## GIVEN INSTRUCTION
Edit the entries below by changing every "drop a dot on each" to "place a marker on each" and leaving all other wording as it is.

[Items from a data source]
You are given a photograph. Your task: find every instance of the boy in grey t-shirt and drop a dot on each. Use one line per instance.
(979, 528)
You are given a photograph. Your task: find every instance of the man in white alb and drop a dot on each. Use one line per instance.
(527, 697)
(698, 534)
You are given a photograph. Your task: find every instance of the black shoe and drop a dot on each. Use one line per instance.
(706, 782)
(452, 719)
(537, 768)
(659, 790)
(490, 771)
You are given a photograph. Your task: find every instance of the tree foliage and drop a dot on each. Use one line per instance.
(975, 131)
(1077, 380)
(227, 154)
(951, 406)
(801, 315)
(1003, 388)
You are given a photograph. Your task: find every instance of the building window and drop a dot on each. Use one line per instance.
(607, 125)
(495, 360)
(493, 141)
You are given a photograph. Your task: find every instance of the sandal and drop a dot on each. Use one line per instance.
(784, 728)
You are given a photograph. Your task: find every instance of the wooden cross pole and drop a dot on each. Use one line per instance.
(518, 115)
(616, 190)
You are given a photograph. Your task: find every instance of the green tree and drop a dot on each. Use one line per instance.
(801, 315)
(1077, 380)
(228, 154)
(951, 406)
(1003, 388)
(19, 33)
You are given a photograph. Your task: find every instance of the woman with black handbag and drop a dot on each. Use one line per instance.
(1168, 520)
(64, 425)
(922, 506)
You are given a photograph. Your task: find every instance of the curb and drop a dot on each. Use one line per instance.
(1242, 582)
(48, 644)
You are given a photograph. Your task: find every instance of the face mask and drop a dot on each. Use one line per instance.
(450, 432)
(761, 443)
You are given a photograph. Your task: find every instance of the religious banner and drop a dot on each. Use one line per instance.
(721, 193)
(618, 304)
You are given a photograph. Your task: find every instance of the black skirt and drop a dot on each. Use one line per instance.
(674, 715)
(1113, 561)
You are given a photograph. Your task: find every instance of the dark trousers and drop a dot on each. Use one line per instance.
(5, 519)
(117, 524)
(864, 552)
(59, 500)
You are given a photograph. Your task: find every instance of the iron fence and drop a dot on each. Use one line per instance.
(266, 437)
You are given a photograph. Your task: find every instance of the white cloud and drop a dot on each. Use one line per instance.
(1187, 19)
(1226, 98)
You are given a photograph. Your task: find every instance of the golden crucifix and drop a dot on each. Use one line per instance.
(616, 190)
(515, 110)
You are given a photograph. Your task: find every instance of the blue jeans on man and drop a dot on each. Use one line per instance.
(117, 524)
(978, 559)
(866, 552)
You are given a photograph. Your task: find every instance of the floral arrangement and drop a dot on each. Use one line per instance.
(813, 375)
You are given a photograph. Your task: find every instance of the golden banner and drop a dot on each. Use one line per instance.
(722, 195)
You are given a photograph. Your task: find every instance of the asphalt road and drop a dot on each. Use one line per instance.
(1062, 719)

## EXERCISE ANSWER
You are given a photograph. Your task: find every instance of the boy in grey t-shirt and place a marker on each. Use one line per instance.
(979, 528)
You are given a photograph. Your task: find every instance of the man in white alb and place a marker on each. Use one line per instance.
(527, 697)
(698, 534)
You are given a photograph. Your task: find every instance of the black shoe and place a marker on each. Use one line per instance.
(706, 782)
(452, 719)
(537, 768)
(659, 790)
(490, 771)
You are given a photograph. Your task: find every instance of the tree foliage and place a marker on each. Use one line per instance.
(975, 131)
(1077, 380)
(227, 154)
(951, 406)
(801, 315)
(1003, 388)
You are given a photograph. Your task: find every instance of the building window and place a marker on each. Use one line per instance.
(607, 125)
(495, 360)
(493, 141)
You are given a photograph. Your task: find every instance of the sandal and place a marker on each. Use one line per instance.
(784, 728)
You are given a photograph. Your task: find every instance of the wooden cross pole and place a marker on each. Use one line per instance.
(518, 115)
(616, 190)
You are given a photograph. Your task: find every instance of the green tree and place a marker on each. Use one line per instance.
(801, 315)
(1077, 380)
(228, 154)
(951, 406)
(1003, 388)
(19, 33)
You are given a photograph. Your task: find every instance of the woman with black handbag and place a marker on each. Use one line per instance.
(1168, 520)
(64, 425)
(922, 506)
You are given a photograph. Your task: find every instance of the curb and place a marker on each. Use one line per instance.
(1242, 582)
(48, 644)
You are given a photograph. Your task: find every instance of the face mask and place a marker on each. Use one line per instance.
(450, 432)
(761, 443)
You are given a photograph. Your task: find every instance of the religious banner and place a marker on each. Use one line per instance.
(721, 193)
(618, 304)
You are given a photograph. Your task: find every instance of the black skirt and place a marker on each. Use one line per instance.
(674, 715)
(1113, 561)
You are given a photograph. Your task: find every instance of the dark trousers and place a marker on each. Use one line per instance.
(5, 519)
(117, 524)
(864, 552)
(59, 500)
You are given a photograph. Your task: find every instance of the iron fence and place a marker on each. Use one line per instance.
(266, 437)
You are given a photograph. Your task: find every instance of the white cloud and place a marker on each. Use one line per instance.
(1187, 19)
(1226, 98)
You are given a photograph. Your task: find every instance of the golden crucifix and place a marker on each. Use one line per instance.
(616, 190)
(515, 110)
You are given a photograph. Your task: find every instance of the blue jeans on man and place a marker on each. Use one line per instance.
(117, 524)
(978, 559)
(866, 552)
You are given a photograph. Your task: find every instance of the floral arrangement and place a marker on each. Use one line per instance.
(813, 375)
You are given a photograph. Your task: find every instance of the golden banner and place a marker on each. Use one line per instance.
(722, 195)
You are given a photograph. Your task: find every instance of the asphalt road and place a marker on each. Use one line per instance.
(1062, 719)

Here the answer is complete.